Ignition resistant modified thermoplastic composition

Abstract

Ignition resistant non-haloaromatic containing thermoplastic polymer compositions are disclosed which are mixtures of (1) a non-carbonate polymer such as a polyester terephthalate, a polyacetal, a polymethylmethacrylate and the like, (2) a carbonate polymer, or (3) a blend of (1) and (2) with a high elastic memory polytetrafluoroethylene, an organic phosphate, and a metal salt of an inorganic acid.

Description

BACKGROUND OF THE INVENTION

This invention relates to ignition resistant thermoplastic compositions made with thermoplastics such as styrene-butadiene-acrylonitrile copolymers, polyesters, polycarbonates, etc. and blends thereof containing polytetrafluoroethylene, metal salts of inorganic acids and organo phosphorous compounds which act to reduce the susceptibility of such compositions to ignition and/or burning or at least to minimize the dripping of molten polymer when exposed to fire conditions.

Thermoplastic polymers have found extensive commercial application because of their excellent physical properties. These thermoplastic polymers are suitable for the manufacture of molded parts wherein impact strength, rigidity, toughness, heat resistance, and excellent electrical properties are required.

- - - - -

Work instructions —
• a. Based on the passage on ignition resistant thermoplastics, does each statement agree with it? Answer yes or no for each, quoting the deciding words. (i) The disclosed compositions contain haloaromatic compounds. (ii) The added compounds may act at least to minimize dripping of molten polymer under fire conditions. (iii) Thermoplastic polymers are suited to molded parts requiring excellent electrical properties.
• b. Can you set down, with no changes, the rows from the line with "Return one point per instance of the long" through the last line of the rows, including both ends?

- - - - -

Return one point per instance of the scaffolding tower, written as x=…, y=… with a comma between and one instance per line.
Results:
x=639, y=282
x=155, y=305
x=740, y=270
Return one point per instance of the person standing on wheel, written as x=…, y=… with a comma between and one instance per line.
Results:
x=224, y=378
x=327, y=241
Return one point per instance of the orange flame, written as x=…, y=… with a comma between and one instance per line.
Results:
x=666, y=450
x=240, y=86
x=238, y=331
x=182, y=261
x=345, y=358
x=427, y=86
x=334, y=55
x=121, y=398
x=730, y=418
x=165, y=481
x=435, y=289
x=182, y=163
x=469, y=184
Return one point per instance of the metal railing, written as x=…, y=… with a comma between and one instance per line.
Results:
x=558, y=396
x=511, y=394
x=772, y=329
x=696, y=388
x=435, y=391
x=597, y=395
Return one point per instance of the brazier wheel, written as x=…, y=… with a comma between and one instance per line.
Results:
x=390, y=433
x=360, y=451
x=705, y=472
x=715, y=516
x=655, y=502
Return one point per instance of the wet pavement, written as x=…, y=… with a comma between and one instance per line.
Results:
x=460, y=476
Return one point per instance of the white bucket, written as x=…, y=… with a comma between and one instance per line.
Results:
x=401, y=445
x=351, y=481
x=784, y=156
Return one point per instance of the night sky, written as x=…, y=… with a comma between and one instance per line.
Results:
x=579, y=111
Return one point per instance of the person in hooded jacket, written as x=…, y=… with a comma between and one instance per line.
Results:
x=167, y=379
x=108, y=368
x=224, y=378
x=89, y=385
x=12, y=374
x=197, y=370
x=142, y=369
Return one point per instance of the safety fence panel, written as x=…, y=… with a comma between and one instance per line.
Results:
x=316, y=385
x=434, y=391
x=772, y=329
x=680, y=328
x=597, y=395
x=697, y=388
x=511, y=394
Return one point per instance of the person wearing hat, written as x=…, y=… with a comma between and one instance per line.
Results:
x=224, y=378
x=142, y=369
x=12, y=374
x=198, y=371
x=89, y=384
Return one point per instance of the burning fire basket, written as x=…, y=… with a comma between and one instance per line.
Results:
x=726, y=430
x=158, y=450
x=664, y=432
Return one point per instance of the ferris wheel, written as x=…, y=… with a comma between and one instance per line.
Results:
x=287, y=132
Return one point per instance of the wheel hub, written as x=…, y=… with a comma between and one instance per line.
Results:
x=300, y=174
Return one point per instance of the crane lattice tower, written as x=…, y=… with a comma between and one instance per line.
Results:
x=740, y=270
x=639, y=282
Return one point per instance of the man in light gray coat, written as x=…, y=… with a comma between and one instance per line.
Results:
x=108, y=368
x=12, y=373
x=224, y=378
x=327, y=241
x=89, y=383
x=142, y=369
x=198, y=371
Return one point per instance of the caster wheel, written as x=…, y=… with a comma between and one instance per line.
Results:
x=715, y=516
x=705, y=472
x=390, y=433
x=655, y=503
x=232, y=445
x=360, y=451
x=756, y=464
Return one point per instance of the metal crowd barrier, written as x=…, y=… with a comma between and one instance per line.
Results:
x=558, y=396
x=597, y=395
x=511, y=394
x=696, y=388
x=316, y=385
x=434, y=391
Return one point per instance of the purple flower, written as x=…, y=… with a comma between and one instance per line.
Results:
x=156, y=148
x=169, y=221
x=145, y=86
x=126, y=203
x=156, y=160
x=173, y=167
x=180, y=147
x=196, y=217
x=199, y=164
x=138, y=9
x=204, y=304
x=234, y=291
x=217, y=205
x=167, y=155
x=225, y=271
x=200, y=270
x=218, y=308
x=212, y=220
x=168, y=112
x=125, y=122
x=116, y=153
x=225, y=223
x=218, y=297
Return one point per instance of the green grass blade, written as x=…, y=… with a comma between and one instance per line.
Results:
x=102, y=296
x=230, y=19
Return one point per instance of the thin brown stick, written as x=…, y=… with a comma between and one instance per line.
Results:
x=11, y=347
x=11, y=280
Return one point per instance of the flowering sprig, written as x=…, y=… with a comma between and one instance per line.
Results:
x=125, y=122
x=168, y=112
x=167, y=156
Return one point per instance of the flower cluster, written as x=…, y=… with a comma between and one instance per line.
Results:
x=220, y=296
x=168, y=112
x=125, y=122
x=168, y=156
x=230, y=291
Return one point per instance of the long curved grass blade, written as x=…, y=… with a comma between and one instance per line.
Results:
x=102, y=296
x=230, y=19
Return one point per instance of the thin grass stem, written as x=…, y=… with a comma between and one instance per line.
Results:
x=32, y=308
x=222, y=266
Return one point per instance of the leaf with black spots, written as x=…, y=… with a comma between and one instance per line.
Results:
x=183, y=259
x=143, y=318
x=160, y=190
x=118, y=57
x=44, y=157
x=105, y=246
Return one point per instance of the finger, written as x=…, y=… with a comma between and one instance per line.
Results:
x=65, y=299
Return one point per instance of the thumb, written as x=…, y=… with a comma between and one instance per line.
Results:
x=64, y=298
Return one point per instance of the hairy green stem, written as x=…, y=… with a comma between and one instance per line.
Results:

- - - - -

Solutions for each task —
• a.
(i) No: "Ignition resistant non-haloaromatic containing thermoplastic polymer compositions"
(ii) Yes: "or at least to minimize the dripping of molten polymer when exposed to fire conditions"
(iii) Yes: "These thermoplastic polymers are suitable for the manufacture of molded parts wherein impact strength, rigidity, toughness, heat resistance, and excellent electrical properties are required"

• b.
Return one point per instance of the long curved grass blade, written as x=…, y=… with a comma between and one instance per line.
Results:
x=102, y=296
x=230, y=19
Return one point per instance of the thin grass stem, written as x=…, y=… with a comma between and one instance per line.
Results:
x=32, y=308
x=222, y=266
Return one point per instance of the leaf with black spots, written as x=…, y=… with a comma between and one instance per line.
Results:
x=183, y=259
x=143, y=318
x=160, y=190
x=118, y=57
x=44, y=157
x=105, y=246
Return one point per instance of the finger, written as x=…, y=… with a comma between and one instance per line.
Results:
x=65, y=299
Return one point per instance of the thumb, written as x=…, y=… with a comma between and one instance per line.
Results:
x=64, y=298
Return one point per instance of the hairy green stem, written as x=…, y=… with a comma between and one instance per line.
Results:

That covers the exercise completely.